--- EXERCISE DESCRIPTION ---
Continue the biography of Adanech Kidanemariam from where it stops.

--- DOCUMENT PASSAGE ---
Minister of Health
- In office 1991–1994

Personal details
- Born: 1943
- Died: 2016 (aged 72–73)
- Alma mater: Gondar College of Public Health
- Occupation: Nurse Public health educator

= Adanech Kidanemariam =

Ethiopian nurse and government minister (1943–2016)

Adanech Kidanemariam (1943–2016) was an Ethiopian nurse, public health educator and government minister. She was appointed Minister of Health in Ethiopia in 1991.

==Life==
In the late 1960s Adanech Kidanemariam was a student activist, with a reputation for political commitment and courage.

--- PROVIDED MATERIAL ---

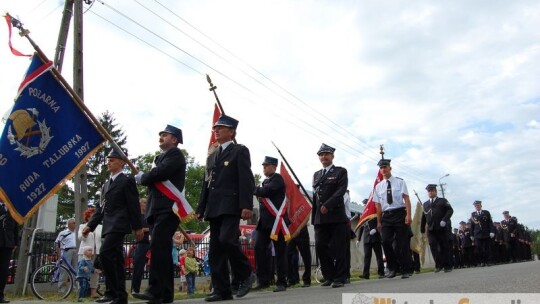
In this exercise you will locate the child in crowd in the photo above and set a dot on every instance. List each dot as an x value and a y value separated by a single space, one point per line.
183 284
85 270
191 267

--- WRITTEN REPLY ---
She graduated from the medical school formerly known as Gondar College of Public Health, and started her career as a community nurse and midwife. She also taught public health and was head of the public health department in Addis Ababa University's medical faculty. In 1984 she was working for the Ethiopian Department of Community Health (DCH), when it launched The Ethiopian Journal of Health Development.

Appointed minister of health in 1991, she held the post for three years.

==Writing==
- (with Azeb Tamirat) 'Gender influence on women's health'. In Tsehai Berhane-Selassie, ed., Gender issues in Ethiopia. Addis Ababa: Institute of Ethiopian Studies, Addis Ababa University, 1991.